WHAT IS BEING ASKED: Copy the following lines word for word.

Excerpts from a point labeling dataset:
────────────────

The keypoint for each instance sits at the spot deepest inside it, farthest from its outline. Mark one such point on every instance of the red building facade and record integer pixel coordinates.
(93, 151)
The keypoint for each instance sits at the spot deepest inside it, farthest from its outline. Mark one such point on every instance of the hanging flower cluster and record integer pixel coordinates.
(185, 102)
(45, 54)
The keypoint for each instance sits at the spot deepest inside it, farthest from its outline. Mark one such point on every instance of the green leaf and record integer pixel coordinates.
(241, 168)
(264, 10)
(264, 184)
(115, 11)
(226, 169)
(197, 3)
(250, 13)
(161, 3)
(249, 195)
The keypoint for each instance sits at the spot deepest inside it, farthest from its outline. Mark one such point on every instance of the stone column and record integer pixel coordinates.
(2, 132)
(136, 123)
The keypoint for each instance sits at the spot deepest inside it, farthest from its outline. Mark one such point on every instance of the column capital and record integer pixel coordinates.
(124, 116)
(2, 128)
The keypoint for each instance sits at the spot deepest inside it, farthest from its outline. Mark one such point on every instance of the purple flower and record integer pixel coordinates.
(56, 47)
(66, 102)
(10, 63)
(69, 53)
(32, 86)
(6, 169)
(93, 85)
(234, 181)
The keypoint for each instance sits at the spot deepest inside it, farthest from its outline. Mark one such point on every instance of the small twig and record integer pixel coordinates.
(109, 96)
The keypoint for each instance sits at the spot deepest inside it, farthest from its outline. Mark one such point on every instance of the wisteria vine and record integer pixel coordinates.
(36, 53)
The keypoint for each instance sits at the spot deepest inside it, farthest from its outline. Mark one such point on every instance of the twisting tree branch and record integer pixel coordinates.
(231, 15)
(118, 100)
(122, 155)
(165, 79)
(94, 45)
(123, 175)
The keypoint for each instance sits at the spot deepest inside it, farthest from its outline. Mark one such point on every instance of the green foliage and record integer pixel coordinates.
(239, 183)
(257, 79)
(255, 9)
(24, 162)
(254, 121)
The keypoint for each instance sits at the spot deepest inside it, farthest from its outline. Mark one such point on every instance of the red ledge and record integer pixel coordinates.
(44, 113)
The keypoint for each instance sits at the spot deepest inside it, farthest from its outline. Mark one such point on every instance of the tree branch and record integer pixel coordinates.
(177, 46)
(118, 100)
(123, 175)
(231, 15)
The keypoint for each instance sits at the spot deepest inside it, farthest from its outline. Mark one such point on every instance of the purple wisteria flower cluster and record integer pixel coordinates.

────────────────

RESULT FOR THIS EXERCISE:
The keypoint for each instance sits at the spot deepest inside it, farthest from its outline. Mark one such point on every instance of the red building facade and record integer pixel coordinates.
(93, 151)
The keypoint for each instance sits at the spot deepest inside it, farthest from its outline. Mark one such point on every instance of the hanging flower cluster and record integer pixel coordinates.
(185, 102)
(45, 54)
The keypoint for each instance sits at the spot deepest inside it, farthest from its outline. Mark one such point on every instance of the green leaf and record integer pixel coordinates.
(241, 168)
(264, 10)
(264, 184)
(115, 11)
(226, 169)
(197, 3)
(250, 13)
(161, 3)
(249, 195)
The keypoint for each instance sits at the spot deepest inside it, farthest from its outline. Mark one such point on every instance of the stone column and record integer pixel coordinates.
(2, 132)
(136, 123)
The keypoint for each instance sits at the spot deepest inside it, farthest from its outline. Mark one such point on every instance of the column capital and record integer pixel coordinates.
(124, 116)
(2, 128)
The keypoint for each instance sits at the spot deepest inside it, farthest from its outline. Mark one such point on every instance of the purple flower and record integer pixel coordinates.
(56, 47)
(66, 102)
(10, 63)
(69, 53)
(32, 86)
(6, 169)
(93, 85)
(234, 181)
The keypoint for each instance sits at the spot deepest inside it, farthest from its outline. Mark one such point on every instance of the small twig and record integer pixel coordinates.
(109, 96)
The keypoint for each instance sits at the spot deepest inside it, farthest from its outline. Mark one such point on every instance of the wisteria vine and record integer pixel coordinates.
(36, 53)
The keypoint for each instance sits at the spot deepest inside it, farthest from its outline. Mark one such point on every instance of the twisting tree branch and record integer pixel coordinates.
(231, 15)
(118, 100)
(122, 155)
(165, 79)
(94, 45)
(123, 175)
The keypoint for each instance sits at the spot deepest inside it, farthest from its outline. Mark one such point on every instance of the green foliage and record integer pixel coordinates.
(239, 183)
(257, 79)
(255, 9)
(24, 162)
(254, 121)
The keypoint for each instance sits at the spot deepest inside it, farthest from its outline. Mark one such point on every instance of the red ledge and record integer pixel coordinates.
(44, 113)
The keypoint for each instance sits at the spot deepest inside it, farthest from its outline. Mark one such point on every instance of the tree branch and record integer pixel coordinates.
(177, 46)
(118, 100)
(123, 175)
(231, 15)
The keypoint for each instance sits at the spot deepest inside it, farthest from its outline. Mark one such point on every instance of the purple wisteria flower cluster and record integer pixel coordinates.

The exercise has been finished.